**Supplied entries**
[START]
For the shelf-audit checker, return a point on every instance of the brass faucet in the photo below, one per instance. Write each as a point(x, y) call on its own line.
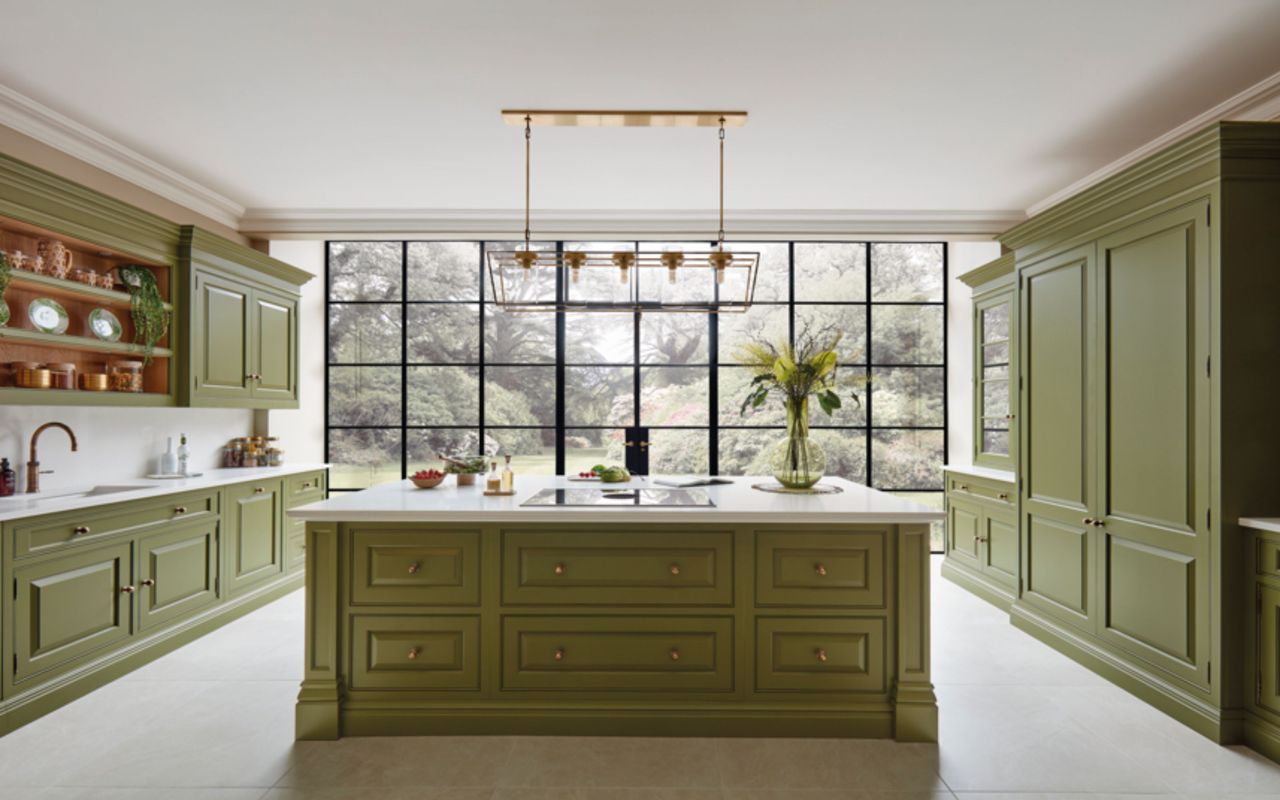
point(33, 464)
[END]
[START]
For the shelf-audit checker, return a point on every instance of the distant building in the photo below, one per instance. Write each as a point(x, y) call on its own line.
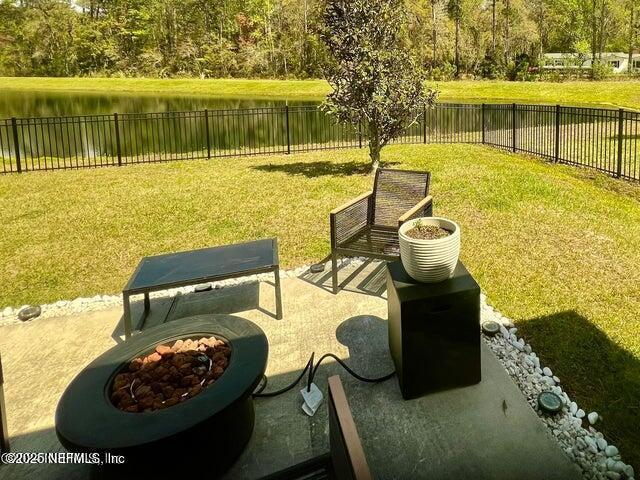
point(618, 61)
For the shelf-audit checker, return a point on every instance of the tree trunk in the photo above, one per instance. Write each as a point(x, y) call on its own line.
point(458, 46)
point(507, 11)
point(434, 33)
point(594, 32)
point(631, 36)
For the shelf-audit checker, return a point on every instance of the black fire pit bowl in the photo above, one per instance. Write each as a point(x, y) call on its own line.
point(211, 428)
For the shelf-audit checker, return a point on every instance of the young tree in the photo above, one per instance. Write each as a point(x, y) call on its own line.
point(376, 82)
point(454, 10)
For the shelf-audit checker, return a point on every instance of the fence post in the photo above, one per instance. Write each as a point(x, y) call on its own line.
[END]
[START]
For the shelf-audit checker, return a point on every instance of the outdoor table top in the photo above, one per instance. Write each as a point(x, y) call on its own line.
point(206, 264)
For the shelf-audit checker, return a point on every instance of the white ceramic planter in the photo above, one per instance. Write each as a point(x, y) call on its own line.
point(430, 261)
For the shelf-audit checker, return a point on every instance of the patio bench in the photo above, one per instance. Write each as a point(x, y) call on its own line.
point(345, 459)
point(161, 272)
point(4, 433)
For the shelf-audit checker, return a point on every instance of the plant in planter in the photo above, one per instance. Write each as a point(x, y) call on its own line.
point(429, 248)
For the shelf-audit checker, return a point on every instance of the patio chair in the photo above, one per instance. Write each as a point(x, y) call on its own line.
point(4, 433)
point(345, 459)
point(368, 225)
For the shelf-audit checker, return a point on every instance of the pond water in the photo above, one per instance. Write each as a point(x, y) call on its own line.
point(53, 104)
[END]
Put the entry lines into a JSON list of strings, one string per line and no blank lines. Begin at the line that contains "of the outdoor" and stop after the line that contains "point(206, 264)", including both of those lines.

**Solution to this problem**
[
  "For the shelf-audit checker, return a point on every instance of the outdoor table top in the photo above, one per instance. Write each as a point(x, y) call on its own line.",
  "point(206, 264)"
]